Çiçek, “Eğitim-Sen olarak bizler; ÇEDES projesini laik eğitime, laik yaşama bir müdahale olarak görüyoruz. ÇEDES projesi ve buna benzer protokoller, Anayasadaki laiklik ilkesine açıkça aykırılıklar taşımaktadır. Milli Eğitim Bakanlığı Temel Kanununa da aykırı bu uygulama, pedagoji bilimine ve çocukların üstün yararına da uygun değildir. Bu uygulama ile Milli Eğitim Bakanlığının okullardaki eğitimi, özelde din eğitimini; tarikatlara, cemaatlere bırakarak eğitimi bir bütün olarak dinci, ırkçı bir müfredat yapısıyla şekillendirmeyi amaçladığını görüyoruz. Buradan Milli Eğitim Bakanlığına sesleniyoruz. Okullardaki laik ve bilimsel eğitime aykırı ÇEDES uygulamasını iptal et. Anayasa, yasa ve yönetmeliklerle sana verilen görevini yap. Eğitimi, Diyanet İşleri Başkanlığını devretmeyi amaçlayan, karma eğitime, laik yaşama aykırı, ÇEDES projesine son ver” diye konuştu.

- Veri kümesi alıntıları -
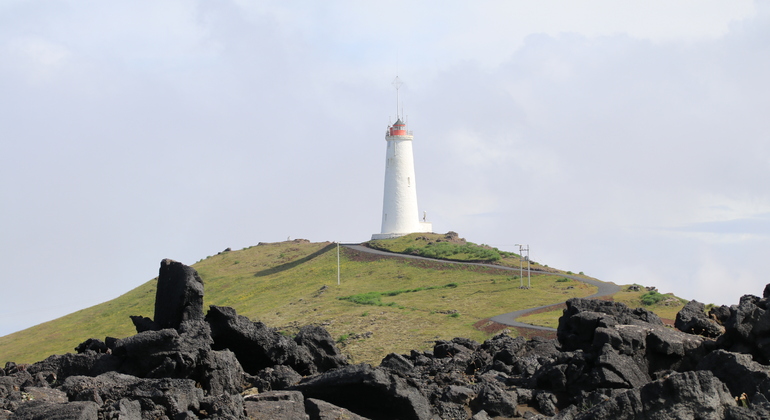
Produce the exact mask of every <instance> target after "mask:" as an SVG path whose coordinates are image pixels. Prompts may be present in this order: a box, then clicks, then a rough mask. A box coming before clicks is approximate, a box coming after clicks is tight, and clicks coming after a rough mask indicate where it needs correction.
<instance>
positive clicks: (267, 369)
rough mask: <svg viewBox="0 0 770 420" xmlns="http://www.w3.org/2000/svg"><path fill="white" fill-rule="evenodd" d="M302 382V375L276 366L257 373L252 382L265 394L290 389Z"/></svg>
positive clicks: (261, 391) (286, 368)
mask: <svg viewBox="0 0 770 420" xmlns="http://www.w3.org/2000/svg"><path fill="white" fill-rule="evenodd" d="M301 380H302V375H300V374H299V373H297V372H295V371H294V369H292V368H291V367H289V366H284V365H275V366H273V367H269V368H264V369H262V370H260V371H259V372H257V374H256V375H255V377H254V378H252V379H251V380H250V382H251V384H252V385H253V386H256V387H257V389H259V391H260V392H264V391H277V390H284V389H288V388H289V387H292V386H294V385H296V384H298V383H299V382H300V381H301Z"/></svg>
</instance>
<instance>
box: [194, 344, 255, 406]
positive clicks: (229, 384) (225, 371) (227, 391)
mask: <svg viewBox="0 0 770 420" xmlns="http://www.w3.org/2000/svg"><path fill="white" fill-rule="evenodd" d="M197 364H198V371H197V372H196V375H195V376H196V378H197V379H198V382H200V384H201V387H202V388H203V390H204V391H206V394H207V395H219V394H240V393H241V392H242V391H243V385H244V381H243V368H241V364H240V363H239V362H238V359H237V358H236V357H235V354H233V352H231V351H229V350H220V351H209V352H202V354H201V356H200V358H199V360H198V362H197Z"/></svg>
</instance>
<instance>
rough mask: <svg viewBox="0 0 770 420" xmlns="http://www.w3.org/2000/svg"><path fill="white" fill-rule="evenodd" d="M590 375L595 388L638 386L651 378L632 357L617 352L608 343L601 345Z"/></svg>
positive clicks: (632, 386)
mask: <svg viewBox="0 0 770 420" xmlns="http://www.w3.org/2000/svg"><path fill="white" fill-rule="evenodd" d="M592 376H594V378H595V381H594V383H593V385H594V386H595V387H596V388H639V387H641V386H643V385H644V384H646V383H648V382H650V380H651V378H650V376H649V374H648V373H647V372H645V371H643V370H642V369H640V368H639V365H638V364H637V363H636V362H635V361H634V359H632V358H631V357H630V356H627V355H622V354H620V353H618V352H617V351H616V350H615V349H613V348H612V346H610V345H609V344H605V345H604V347H602V349H601V351H600V353H599V356H598V357H597V359H596V365H595V368H594V370H593V375H592Z"/></svg>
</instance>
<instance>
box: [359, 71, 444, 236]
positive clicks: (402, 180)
mask: <svg viewBox="0 0 770 420" xmlns="http://www.w3.org/2000/svg"><path fill="white" fill-rule="evenodd" d="M393 85H394V86H395V87H396V123H395V124H393V125H391V126H389V127H388V130H387V132H386V133H385V141H386V142H387V144H388V146H387V149H386V152H385V194H384V197H383V200H382V230H381V232H380V233H375V234H374V235H372V239H389V238H397V237H399V236H404V235H406V234H409V233H413V232H432V231H433V224H432V223H430V222H428V221H427V220H426V219H427V217H426V216H425V213H423V217H422V220H420V216H419V209H418V207H417V182H416V180H415V176H414V155H413V154H412V140H413V139H414V137H413V136H412V132H411V131H407V130H406V124H405V123H404V122H403V120H402V119H401V117H400V116H399V115H398V89H399V88H400V87H401V81H400V80H399V79H398V77H396V79H395V80H394V81H393Z"/></svg>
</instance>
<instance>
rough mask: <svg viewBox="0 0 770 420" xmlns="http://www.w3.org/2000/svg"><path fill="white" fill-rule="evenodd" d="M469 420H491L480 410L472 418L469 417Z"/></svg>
mask: <svg viewBox="0 0 770 420" xmlns="http://www.w3.org/2000/svg"><path fill="white" fill-rule="evenodd" d="M471 420H492V417H489V414H487V412H486V411H484V410H481V411H479V412H478V413H476V414H474V415H473V417H471Z"/></svg>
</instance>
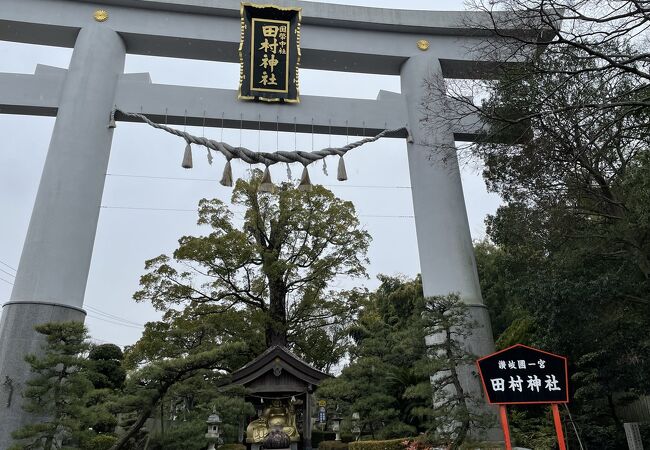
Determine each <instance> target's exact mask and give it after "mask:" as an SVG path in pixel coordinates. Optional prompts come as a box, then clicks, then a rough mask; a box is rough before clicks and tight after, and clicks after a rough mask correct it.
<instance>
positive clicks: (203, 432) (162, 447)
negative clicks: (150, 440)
mask: <svg viewBox="0 0 650 450" xmlns="http://www.w3.org/2000/svg"><path fill="white" fill-rule="evenodd" d="M206 429H207V426H206V424H205V417H204V418H203V420H191V421H188V422H182V423H180V424H178V425H176V426H174V427H173V428H171V429H169V430H166V431H165V433H164V434H159V435H158V436H155V437H154V438H153V439H152V440H151V441H150V448H151V450H188V449H204V448H205V447H206V444H205V443H206V440H205V431H206ZM219 448H222V447H219ZM233 450H235V449H233Z"/></svg>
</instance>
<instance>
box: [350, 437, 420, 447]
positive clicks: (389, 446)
mask: <svg viewBox="0 0 650 450" xmlns="http://www.w3.org/2000/svg"><path fill="white" fill-rule="evenodd" d="M409 439H410V438H401V439H390V440H387V441H357V442H350V443H349V444H348V446H349V450H404V447H405V446H406V445H405V444H407V443H408V442H409Z"/></svg>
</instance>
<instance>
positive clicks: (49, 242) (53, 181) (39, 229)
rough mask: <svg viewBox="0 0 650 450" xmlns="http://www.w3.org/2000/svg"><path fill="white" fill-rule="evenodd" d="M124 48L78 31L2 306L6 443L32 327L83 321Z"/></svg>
mask: <svg viewBox="0 0 650 450" xmlns="http://www.w3.org/2000/svg"><path fill="white" fill-rule="evenodd" d="M125 55H126V51H125V48H124V43H123V42H122V39H121V38H120V37H119V36H118V34H117V33H115V31H113V30H111V29H110V28H106V27H102V26H101V25H100V24H97V25H90V26H88V27H86V28H82V29H81V31H80V32H79V35H78V36H77V40H76V44H75V46H74V51H73V53H72V59H71V61H70V67H69V69H68V73H67V76H66V78H65V83H64V86H63V90H62V93H61V98H60V102H59V109H58V114H57V118H56V122H55V125H54V131H53V133H52V138H51V140H50V146H49V149H48V153H47V158H46V160H45V166H44V168H43V173H42V175H41V181H40V185H39V187H38V193H37V195H36V202H35V204H34V209H33V212H32V217H31V219H30V222H29V228H28V231H27V237H26V239H25V244H24V247H23V252H22V255H21V258H20V264H19V265H18V271H17V274H16V281H15V284H14V288H13V290H12V293H11V298H10V301H9V302H8V303H5V305H4V307H3V309H2V320H1V322H0V384H2V383H3V382H6V383H5V385H4V387H5V389H11V390H12V392H11V394H12V395H11V399H10V401H8V403H9V404H8V405H2V407H1V409H0V448H3V449H5V448H8V447H9V445H10V442H11V439H10V434H11V432H13V431H14V430H16V429H17V428H18V427H20V426H22V425H24V424H25V423H26V422H27V421H29V419H30V416H29V415H26V413H25V412H24V411H23V410H22V404H23V399H22V398H21V395H20V393H21V391H24V388H25V383H26V381H27V380H28V379H29V377H30V376H31V374H30V372H29V368H28V367H27V364H26V363H25V361H24V360H23V358H24V357H25V355H27V354H30V353H38V352H40V349H41V346H42V344H43V342H44V340H43V339H35V338H34V334H35V332H34V326H36V325H38V324H43V323H47V322H67V321H79V322H83V321H84V318H85V315H86V313H85V312H84V310H83V309H82V306H83V298H84V291H85V290H86V281H87V278H88V271H89V268H90V260H91V256H92V251H93V244H94V241H95V232H96V229H97V220H98V218H99V210H100V204H101V199H102V192H103V189H104V180H105V177H106V169H107V167H108V158H109V154H110V148H111V141H112V138H113V130H112V129H108V127H107V124H108V117H109V115H108V114H109V112H110V110H111V108H112V107H113V102H114V99H115V91H116V87H117V83H118V78H119V75H121V74H122V73H123V71H124V59H125ZM5 406H7V407H5Z"/></svg>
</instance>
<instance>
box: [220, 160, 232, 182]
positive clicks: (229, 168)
mask: <svg viewBox="0 0 650 450" xmlns="http://www.w3.org/2000/svg"><path fill="white" fill-rule="evenodd" d="M219 183H220V184H221V185H222V186H228V187H232V167H231V166H230V160H228V161H226V165H225V166H223V175H222V176H221V181H219Z"/></svg>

- Yapılacak görevler -
**A)** ÇEDES projesiyle ilgili metne göre aşağıdaki soruları yanıtla.
(i) Çiçek hangi kurum adına konuşuyor?
(ii) ÇEDES projesi ve benzer protokoller Anayasadaki hangi ilkeye aykırılık taşıyor?
(iii) Çiçek sözlerini hangi bakanlığa yöneltiyor?
**B)** Satırlar içinden "after" dizesini barındıran her satırı değiştirmeden topla. Büyük-küçük harf ayrımı dikkate alınır.

- Görevlere göre çözümler -
**A)**
(i) Eğitim-Sen
(ii) Laiklik ilkesi
(iii) Milli Eğitim Bakanlığı

**B)**
Produce the exact mask of every <instance> target after "mask:" as an SVG path whose coordinates are image pixels. Prompts may be present in this order: a box, then clicks, then a rough mask. A box coming before clicks is approximate, a box coming after clicks is tight, and clicks coming after a rough mask indicate where it needs correction.
Determine each <instance> target's exact mask and give it after "mask:" as an SVG path in pixel coordinates. Optional prompts come as a box, then clicks, then a rough mask; a box is rough before clicks and tight after, and clicks after a rough mask correct it.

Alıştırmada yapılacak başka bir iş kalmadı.